### Material to process
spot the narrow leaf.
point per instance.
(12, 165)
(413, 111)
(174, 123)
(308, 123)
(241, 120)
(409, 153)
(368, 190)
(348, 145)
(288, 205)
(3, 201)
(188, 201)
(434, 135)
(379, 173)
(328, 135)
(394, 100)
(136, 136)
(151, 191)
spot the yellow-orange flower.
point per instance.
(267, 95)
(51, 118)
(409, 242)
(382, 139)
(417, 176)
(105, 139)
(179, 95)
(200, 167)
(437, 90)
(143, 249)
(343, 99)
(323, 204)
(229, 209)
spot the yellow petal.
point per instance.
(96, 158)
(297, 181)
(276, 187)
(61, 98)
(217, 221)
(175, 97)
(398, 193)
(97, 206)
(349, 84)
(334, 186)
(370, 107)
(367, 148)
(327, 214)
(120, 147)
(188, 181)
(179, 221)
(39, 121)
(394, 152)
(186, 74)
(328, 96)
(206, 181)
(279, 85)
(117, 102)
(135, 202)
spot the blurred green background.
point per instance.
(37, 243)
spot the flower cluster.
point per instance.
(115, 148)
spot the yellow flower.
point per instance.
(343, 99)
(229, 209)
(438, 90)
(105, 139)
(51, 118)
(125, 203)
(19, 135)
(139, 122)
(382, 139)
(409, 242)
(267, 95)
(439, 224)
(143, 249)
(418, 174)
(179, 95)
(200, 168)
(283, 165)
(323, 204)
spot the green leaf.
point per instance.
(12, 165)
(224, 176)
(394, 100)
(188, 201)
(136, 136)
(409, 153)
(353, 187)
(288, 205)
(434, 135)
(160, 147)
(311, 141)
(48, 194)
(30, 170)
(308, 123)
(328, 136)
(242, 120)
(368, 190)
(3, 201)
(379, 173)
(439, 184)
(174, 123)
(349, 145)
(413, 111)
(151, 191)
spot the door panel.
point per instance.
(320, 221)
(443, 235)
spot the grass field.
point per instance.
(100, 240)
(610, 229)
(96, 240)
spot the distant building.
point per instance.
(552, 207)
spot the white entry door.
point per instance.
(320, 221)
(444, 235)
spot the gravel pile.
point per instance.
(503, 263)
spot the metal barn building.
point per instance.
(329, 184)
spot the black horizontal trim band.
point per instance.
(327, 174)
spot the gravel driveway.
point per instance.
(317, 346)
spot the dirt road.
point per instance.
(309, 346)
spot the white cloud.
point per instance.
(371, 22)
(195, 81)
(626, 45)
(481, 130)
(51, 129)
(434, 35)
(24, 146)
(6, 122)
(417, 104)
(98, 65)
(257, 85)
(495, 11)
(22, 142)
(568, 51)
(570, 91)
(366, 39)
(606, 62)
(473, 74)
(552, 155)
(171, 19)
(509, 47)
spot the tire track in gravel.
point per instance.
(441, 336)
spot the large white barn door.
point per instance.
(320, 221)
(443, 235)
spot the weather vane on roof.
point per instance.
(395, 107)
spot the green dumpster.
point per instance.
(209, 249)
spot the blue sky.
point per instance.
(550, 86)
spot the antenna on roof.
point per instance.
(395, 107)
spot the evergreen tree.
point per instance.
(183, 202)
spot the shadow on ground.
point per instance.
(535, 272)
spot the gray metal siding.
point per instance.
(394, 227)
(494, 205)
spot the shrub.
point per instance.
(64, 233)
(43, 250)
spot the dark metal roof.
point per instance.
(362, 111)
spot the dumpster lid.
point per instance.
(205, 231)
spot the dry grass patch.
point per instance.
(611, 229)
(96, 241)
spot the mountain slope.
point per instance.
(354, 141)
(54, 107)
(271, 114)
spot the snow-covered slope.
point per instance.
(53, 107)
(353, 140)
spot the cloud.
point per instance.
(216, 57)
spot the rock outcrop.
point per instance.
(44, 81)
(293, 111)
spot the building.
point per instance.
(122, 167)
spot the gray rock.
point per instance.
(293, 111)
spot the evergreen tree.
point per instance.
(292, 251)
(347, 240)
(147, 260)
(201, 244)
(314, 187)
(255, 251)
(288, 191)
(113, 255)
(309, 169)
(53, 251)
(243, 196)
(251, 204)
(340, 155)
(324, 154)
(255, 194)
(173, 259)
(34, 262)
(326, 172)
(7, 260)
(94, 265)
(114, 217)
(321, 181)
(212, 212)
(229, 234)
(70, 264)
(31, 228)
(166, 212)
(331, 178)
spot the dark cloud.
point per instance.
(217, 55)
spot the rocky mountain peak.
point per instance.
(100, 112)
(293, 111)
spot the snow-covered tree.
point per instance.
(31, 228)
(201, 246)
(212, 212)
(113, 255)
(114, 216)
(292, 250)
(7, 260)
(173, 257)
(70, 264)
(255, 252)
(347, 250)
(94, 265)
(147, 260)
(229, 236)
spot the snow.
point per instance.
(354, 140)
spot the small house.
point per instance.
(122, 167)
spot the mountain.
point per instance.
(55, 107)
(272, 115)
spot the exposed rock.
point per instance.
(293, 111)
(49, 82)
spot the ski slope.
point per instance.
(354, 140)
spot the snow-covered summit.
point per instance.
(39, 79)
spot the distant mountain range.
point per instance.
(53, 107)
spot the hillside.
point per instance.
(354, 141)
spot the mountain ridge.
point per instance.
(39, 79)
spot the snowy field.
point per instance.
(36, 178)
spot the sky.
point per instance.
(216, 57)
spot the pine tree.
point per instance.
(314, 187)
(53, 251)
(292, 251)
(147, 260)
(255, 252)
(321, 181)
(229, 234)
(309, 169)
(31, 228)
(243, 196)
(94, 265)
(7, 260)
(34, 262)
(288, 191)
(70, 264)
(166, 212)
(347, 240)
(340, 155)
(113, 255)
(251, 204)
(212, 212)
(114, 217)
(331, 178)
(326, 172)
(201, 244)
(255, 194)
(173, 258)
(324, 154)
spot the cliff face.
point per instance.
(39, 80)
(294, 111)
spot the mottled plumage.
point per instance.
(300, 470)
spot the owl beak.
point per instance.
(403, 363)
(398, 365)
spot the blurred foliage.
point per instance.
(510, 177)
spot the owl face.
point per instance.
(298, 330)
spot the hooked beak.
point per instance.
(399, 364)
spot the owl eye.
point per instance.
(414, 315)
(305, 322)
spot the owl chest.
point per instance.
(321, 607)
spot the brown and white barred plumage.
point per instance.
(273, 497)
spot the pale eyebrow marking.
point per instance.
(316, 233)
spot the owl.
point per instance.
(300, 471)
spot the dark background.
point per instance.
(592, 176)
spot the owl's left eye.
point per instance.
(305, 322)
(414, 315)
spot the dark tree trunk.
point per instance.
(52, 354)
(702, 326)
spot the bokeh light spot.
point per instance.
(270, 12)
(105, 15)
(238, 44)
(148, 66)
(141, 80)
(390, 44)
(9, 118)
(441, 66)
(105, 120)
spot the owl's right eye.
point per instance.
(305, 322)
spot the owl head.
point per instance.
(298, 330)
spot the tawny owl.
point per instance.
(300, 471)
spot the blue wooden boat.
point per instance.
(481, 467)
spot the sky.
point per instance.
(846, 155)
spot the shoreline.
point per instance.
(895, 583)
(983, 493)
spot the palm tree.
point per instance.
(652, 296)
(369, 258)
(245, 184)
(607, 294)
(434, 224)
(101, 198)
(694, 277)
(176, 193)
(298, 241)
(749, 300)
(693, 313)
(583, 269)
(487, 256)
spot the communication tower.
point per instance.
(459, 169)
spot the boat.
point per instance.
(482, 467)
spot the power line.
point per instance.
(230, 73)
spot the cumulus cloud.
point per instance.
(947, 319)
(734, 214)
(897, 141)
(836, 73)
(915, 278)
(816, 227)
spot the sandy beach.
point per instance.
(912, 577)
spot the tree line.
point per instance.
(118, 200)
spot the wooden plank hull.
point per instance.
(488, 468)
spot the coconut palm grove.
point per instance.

### Your task
Return, word for word, the stretch of the records above from the line containing "spot the boat." through the last line of the records.

### Solution for this problem
spot the boat.
point per instance.
(482, 467)
spot the power line.
point per instance.
(230, 73)
spot the cumulus cloud.
point per instance.
(947, 319)
(734, 214)
(897, 141)
(836, 73)
(915, 278)
(816, 227)
spot the sandy beach.
point per instance.
(912, 577)
spot the tree line.
point per instance.
(118, 200)
spot the wooden plank hull.
point per instance.
(488, 468)
spot the coconut palm grove.
point per instance.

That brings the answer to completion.